Directive 1: Edit the insurance appeal opinion: reproduce its text starting with "The H/P Settlement Agreement further" and going on through "were not required.", with "written approval" changed to "written consent".
Directive 2: Locate each line of the records that contains the word "masks", treating uppercase and lowercase as different, and copy those lines.

-- start Document --

The HOME INSURANCE COMPANY, Plaintiff, Appellant, v. PAN AMERICAN GRAIN MANUFACTURING CO., INC. and Zorra Transport, Inc., Defendants, Appellees.
This appeal is a sequel to events that have already been litigated before this court. See Pan Am. Grain Mfg. Co., Inc. v. P.R. Ports Auth., 295 F.3d 108 (1st Cir.2002). In that case we ruled that the loss of the integrated tug and barge ZORRA (“ITB ZORRA”) came about because of the negligence of its crew in straying from the charted navigation channel, and not-as claimed by the ITB ZORRA's owner, the Pan American Grain Company (“Pan American”)-because of underwater obstructions in the docking area.1
The starting point to the present appeal, however, is the issuance of a marine hull insurance policy (“the policy”) by plaintiff-appellant the Home Insurance Company (“Home”) to Pan American that provided coverage up to $6,500,000 in the event the ITB ZORRA was lost as a result of any of a variety of casualties. Pan American filed a claim on this policy for losses sustained when the ITB ZORRA caught fire on April 24, 1995. Home denied the claim, alleging that the casualty was the result of the vessel's unseaworthiness,2 a condition which is excepted under the terms of the policy. Thereafter, Home filed suit seeking a declaratory judgment of non-coverage, to which Pan American responded with a counterclaim seeking recovery under the policy for the full amount of $6,500,000, in addition to various other damages. The Home Ins. Co. v. Pan Am. Grain Mfg. Co., Inc., No 95-1794 (D.P.R. Aug. 21, 1995) (“Answer and Counter-Claim”). Three years of litigation followed, at the end of which Home and Pan American entered into a settlement agreement, The Home Ins. Co. v. Pan Am. Grain Mfg. Co., Inc., No 95-1794 (D.P.R. Apr. 30, 1998) (“H/P Settlement Agreement”), the interpretation of which is the central issue of this appeal.3
Pursuant to the terms of the H/P Settlement Agreement, Home paid Pan American $3,333,000 in exchange for which Pan American agreed that Home would receive one third of any future recovery from third parties by Pan American until Home had recovered $1,333,000, and one third of all additional Pan American recoveries over a total of $10,000,000 until Home recouped its full $3,333,000. H/P Settlement Agreement at para. 6. At that time, Pan American was immersed in several attempts to recover damages for this casualty, including an arbitration proceeding in New York, five additional lawsuits in the U.S. District Court for Puerto Rico against various private parties, and an action against the U.S. Coast Guard in Miami.
The H/P Settlement Agreement further provided that until such time as Home recouped an initial sum of $1,333,000, Pan American was required to notify Home of any proposed third party settlement of ITB ZORRA claims, and to receive Home's written approval before effectuating any such settlement. Id. at para. 7. However, once the first $1,333,000 were recovered by Home, although Home was entitled to share in additional settlements over $10,000,000, up to the $3,333,000 total paid to Pan American, prior notice to Home and its approval were not required.
One further provision of the H/P Settlement Agreement is of relevance; indeed, it is at the crux of the present dispute: Although Home was to share in all recoveries of third party ITB ZORRA claims up to the total paid by Home to Pan American, Home was not entitled to share in any “verdict or award in favor of Pan American that specifically and separately award(s) Pan American a recovery for punitive damages and/or loss of use.” Id. at para. 6 (emphasis supplied).

-- end Document --
-- start Extracted material --

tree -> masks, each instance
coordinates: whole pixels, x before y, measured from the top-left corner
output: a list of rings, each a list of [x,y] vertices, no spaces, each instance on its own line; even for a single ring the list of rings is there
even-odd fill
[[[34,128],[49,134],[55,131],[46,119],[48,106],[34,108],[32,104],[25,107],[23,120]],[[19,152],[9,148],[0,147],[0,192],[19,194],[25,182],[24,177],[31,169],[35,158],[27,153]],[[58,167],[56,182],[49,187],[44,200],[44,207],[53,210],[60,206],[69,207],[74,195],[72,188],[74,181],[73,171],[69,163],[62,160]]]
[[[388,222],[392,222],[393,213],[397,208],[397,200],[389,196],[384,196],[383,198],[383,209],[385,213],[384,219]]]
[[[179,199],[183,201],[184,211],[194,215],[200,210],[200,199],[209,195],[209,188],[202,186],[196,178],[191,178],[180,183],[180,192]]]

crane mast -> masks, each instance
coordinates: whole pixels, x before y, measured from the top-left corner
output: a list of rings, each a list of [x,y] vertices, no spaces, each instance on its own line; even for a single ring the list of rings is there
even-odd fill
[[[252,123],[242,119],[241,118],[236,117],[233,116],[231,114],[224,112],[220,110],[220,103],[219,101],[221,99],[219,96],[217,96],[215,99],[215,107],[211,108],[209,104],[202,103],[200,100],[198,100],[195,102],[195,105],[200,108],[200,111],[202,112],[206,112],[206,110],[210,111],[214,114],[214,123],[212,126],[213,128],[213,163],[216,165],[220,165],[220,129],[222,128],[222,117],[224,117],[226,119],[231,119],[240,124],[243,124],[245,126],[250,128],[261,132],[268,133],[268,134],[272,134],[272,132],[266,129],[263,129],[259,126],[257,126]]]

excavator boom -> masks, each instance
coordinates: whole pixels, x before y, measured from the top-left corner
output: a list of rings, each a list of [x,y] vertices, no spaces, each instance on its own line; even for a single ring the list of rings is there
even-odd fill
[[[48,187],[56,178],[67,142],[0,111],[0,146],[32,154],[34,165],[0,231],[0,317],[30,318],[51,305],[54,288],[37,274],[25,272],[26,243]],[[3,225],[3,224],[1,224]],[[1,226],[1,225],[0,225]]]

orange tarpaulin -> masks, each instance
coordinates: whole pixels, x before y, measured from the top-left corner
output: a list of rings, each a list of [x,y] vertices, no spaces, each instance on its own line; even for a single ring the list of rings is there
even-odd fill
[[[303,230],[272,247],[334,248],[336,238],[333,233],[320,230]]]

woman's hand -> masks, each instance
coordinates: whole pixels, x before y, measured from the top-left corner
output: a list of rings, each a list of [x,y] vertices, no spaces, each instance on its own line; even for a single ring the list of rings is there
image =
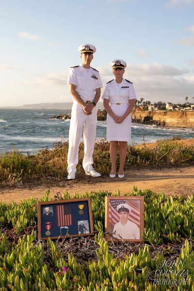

-- end Extracted material --

Task solution 1:
The H/P Settlement Agreement further provided that until such time as Home recouped an initial sum of $1,333,000, Pan American was required to notify Home of any proposed third party settlement of ITB ZORRA claims, and to receive Home's written consent before effectuating any such settlement. Id. at para. 7. However, once the first $1,333,000 were recovered by Home, although Home was entitled to share in additional settlements over $10,000,000, up to the $3,333,000 total paid to Pan American, prior notice to Home and its approval were not required.

Task solution 2:
tree -> masks, each instance
crane mast -> masks, each instance
excavator boom -> masks, each instance
orange tarpaulin -> masks, each instance
woman's hand -> masks, each instance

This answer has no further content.